-- Document excerpt follows --

Background: A glioblastoma is a primary CNS tumor that is more aggressive and lethal than other brain tumors. Its location, rapid proliferation, invasive growth, angiogenesis and immunosuppression are the main factors that limit its treatment, making it a major challenge to neuro-oncology.
Objective: This study investigated the in vitro effects of the alkaloid dihydrochelerythrine (DHC), which is extracted from Zanthoxylum stelligerum, on the viability, proliferation, cell death and β-catenin, NFκB, STAT3/pSTAT3 and interleukins roles.
Method: In vitro experimental models of human (U251 and GL-15) and murine (C6) glioblastoma cells were cultured in the presence of DHC at increasing concentrations for MTT assay and exclusion trypan blue dye to determine EC50. Afterward, C6 and U251 cells were treated with 100 µM DHC or DMSO 0.1% for cell cycle, annexin and expression of β-catenin/NFκB/STAT3/pSTAT3 by flow cytometry or immunofluorescence. Interleukin quantification was made by Cytometric Bead Array.

-- Document excerpt concluded --

Questions:
1) Give again the part of the glioblastoma abstract starting with "Background: A glioblastoma" and going on through "challenge to neuro-oncology.".
2) Using the glioblastoma abstract, answer these questions:
(a) What kind of tumor is a glioblastoma said to be?
(b) From which plant is dihydrochelerythrine extracted?
(c) What method was used to quantify interleukins?
3) Pick up the glioblastoma abstract after its last sentence and continue writing it.
The entries that come after the glioblastoma abstract are separate material and have no connection to it.

-- Entries shown follows --

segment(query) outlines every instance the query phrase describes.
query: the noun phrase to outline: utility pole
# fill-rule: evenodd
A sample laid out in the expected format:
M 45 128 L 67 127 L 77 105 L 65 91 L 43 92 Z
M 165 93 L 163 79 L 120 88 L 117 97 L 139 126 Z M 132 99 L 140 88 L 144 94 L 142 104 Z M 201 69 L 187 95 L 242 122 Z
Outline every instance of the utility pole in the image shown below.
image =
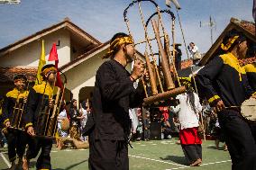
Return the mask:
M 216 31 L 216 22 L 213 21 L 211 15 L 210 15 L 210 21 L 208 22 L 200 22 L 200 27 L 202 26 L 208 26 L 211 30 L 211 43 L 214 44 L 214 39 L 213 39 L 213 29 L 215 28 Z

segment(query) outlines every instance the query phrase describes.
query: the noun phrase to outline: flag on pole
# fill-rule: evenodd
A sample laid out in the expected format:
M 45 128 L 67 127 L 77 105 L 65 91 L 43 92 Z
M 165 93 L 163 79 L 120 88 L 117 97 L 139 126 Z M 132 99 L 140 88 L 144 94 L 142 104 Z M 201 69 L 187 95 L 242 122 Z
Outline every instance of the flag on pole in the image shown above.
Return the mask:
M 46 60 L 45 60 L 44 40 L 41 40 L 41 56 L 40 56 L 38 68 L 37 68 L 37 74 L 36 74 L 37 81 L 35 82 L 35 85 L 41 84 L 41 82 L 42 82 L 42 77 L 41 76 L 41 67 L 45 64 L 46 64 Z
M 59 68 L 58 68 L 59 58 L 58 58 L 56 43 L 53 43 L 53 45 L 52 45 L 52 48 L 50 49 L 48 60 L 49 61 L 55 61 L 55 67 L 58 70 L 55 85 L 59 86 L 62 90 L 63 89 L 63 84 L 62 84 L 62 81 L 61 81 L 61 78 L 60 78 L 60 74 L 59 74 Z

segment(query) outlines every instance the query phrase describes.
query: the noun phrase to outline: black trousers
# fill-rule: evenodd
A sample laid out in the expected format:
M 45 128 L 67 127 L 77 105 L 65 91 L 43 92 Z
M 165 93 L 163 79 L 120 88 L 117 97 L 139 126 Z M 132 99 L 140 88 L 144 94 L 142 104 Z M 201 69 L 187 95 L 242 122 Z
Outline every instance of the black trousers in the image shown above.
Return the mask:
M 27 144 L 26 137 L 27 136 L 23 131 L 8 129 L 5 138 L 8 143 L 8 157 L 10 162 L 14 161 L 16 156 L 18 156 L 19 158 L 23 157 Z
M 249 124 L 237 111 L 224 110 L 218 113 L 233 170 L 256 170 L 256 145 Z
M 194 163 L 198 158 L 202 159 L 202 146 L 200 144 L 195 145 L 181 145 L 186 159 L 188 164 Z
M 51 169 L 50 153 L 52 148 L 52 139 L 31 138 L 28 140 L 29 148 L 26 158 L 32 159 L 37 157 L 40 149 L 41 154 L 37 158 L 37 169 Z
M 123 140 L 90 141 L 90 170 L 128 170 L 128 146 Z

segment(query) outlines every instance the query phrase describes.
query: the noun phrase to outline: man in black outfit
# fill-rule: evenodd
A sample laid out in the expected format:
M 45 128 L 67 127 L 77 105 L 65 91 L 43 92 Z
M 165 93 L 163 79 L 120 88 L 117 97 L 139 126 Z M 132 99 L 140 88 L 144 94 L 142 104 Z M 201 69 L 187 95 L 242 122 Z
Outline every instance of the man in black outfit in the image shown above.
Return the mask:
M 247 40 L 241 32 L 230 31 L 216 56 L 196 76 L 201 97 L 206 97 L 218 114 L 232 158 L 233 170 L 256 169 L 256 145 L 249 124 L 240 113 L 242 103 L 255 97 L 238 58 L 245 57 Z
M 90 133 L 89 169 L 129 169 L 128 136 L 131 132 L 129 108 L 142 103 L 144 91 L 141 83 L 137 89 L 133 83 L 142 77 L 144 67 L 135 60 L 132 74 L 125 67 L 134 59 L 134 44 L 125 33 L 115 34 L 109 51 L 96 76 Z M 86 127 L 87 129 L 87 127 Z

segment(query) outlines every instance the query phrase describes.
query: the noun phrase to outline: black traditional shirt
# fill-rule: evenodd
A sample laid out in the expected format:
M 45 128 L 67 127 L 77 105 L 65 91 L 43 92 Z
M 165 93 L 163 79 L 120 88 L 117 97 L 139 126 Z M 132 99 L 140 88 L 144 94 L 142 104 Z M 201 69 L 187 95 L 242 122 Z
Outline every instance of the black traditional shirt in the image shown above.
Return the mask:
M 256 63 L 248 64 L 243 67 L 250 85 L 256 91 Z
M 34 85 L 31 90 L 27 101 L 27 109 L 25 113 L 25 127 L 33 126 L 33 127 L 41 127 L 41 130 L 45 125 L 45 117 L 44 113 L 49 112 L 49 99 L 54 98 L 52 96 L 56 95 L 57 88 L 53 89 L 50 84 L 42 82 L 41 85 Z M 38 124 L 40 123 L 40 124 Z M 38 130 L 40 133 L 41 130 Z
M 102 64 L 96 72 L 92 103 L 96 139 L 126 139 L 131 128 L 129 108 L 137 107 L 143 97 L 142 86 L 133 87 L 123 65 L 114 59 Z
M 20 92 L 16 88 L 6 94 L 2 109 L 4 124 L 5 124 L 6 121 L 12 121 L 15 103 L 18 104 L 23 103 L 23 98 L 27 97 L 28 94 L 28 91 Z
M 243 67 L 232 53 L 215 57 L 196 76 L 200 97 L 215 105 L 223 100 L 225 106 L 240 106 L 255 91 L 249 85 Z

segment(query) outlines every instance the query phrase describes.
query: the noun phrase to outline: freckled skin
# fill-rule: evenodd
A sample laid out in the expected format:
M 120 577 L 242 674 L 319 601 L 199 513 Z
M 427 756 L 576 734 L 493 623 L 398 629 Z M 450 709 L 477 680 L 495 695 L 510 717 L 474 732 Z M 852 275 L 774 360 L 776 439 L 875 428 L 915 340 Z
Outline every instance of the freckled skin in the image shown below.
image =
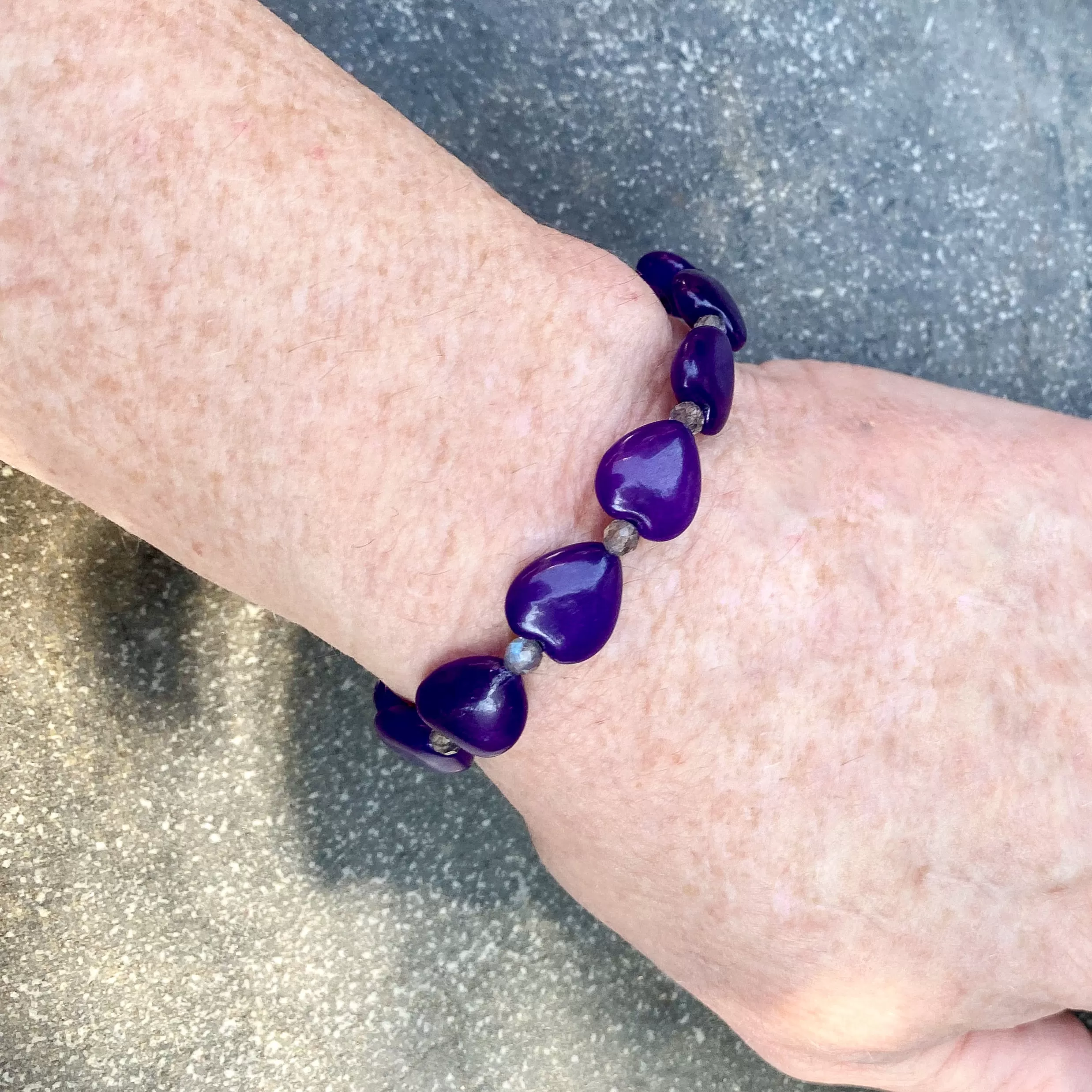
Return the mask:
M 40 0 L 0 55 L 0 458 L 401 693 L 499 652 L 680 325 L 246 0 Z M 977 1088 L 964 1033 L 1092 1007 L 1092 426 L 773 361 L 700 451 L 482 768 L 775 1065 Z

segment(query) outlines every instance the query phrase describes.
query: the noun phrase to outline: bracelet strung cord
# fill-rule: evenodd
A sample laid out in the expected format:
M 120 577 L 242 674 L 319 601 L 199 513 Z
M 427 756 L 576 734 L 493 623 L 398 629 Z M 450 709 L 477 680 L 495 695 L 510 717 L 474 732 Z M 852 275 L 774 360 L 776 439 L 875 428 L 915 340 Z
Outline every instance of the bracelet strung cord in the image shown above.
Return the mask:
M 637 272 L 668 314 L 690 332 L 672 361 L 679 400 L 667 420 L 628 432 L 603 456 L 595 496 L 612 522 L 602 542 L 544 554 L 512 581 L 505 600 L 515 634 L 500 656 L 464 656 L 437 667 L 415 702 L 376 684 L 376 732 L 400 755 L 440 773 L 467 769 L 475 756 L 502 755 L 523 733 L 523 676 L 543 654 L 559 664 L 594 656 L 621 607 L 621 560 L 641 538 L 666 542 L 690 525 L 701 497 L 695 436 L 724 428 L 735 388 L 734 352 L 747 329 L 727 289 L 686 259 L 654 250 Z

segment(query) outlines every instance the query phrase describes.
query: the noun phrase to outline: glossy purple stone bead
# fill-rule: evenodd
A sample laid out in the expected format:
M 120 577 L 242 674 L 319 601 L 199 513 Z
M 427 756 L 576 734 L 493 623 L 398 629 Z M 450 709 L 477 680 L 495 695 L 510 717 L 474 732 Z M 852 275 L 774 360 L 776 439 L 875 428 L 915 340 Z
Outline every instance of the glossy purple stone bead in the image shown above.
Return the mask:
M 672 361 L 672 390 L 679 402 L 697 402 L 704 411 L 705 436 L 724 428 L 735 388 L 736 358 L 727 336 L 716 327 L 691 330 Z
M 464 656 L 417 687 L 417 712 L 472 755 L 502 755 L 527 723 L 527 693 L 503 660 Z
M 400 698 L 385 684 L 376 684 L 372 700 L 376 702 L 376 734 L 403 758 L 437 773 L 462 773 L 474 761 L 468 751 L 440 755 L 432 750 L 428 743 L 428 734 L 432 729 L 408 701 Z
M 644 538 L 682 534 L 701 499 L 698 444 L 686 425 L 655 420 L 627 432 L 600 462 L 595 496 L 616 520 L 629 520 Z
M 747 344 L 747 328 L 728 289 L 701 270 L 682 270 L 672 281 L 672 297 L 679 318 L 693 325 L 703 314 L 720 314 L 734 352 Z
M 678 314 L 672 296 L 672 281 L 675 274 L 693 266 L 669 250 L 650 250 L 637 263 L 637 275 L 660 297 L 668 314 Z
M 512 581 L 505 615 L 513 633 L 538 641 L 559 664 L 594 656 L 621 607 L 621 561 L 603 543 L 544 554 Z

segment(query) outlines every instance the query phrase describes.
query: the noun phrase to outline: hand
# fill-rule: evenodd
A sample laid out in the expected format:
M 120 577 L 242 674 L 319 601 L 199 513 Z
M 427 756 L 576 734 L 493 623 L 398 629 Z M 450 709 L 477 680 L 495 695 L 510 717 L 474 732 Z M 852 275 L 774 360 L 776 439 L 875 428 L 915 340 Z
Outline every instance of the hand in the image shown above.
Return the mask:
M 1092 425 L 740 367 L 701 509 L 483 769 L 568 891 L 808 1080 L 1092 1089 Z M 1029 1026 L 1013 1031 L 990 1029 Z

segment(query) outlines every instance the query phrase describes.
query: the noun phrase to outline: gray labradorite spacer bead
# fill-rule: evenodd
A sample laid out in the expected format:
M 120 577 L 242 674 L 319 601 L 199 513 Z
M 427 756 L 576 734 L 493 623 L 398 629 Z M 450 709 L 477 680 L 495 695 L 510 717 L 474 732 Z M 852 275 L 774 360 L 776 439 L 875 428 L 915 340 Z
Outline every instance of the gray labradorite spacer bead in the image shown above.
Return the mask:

-- Entries shown concluded --

Set of answers:
1)
Background: A glioblastoma is a primary CNS tumor that is more aggressive and lethal than other brain tumors. Its location, rapid proliferation, invasive growth, angiogenesis and immunosuppression are the main factors that limit its treatment, making it a major challenge to neuro-oncology.

2)
(a) A primary CNS tumor.
(b) Zanthoxylum stelligerum.
(c) Cytometric Bead Array.

3)
Results: A significant decrease was observed in C6 and U251 cell viability in a time and dose-dependent manner. GL-15 cell viability decreased only when treated with 200 µM DHC. This maximum concentration affected neither astrocytes nor microglia viability. A cytostatic effect of DHC was observed in C6 and U251 cells after 48 h of 100 µM DHC treatment. After 72 h of DHC treatment, C6 presented 80% of annexin-V+ cells compared to 10% of annexin-V+ U251 cells. C6 cells demonstrated significant high levels of NFκ B and β-catenin cytoplasmic fraction. Additionally, DHC treatment resulted in higher significant levels of IL-6 than did other interleukins and STAT3 up-regulation in U251 cells.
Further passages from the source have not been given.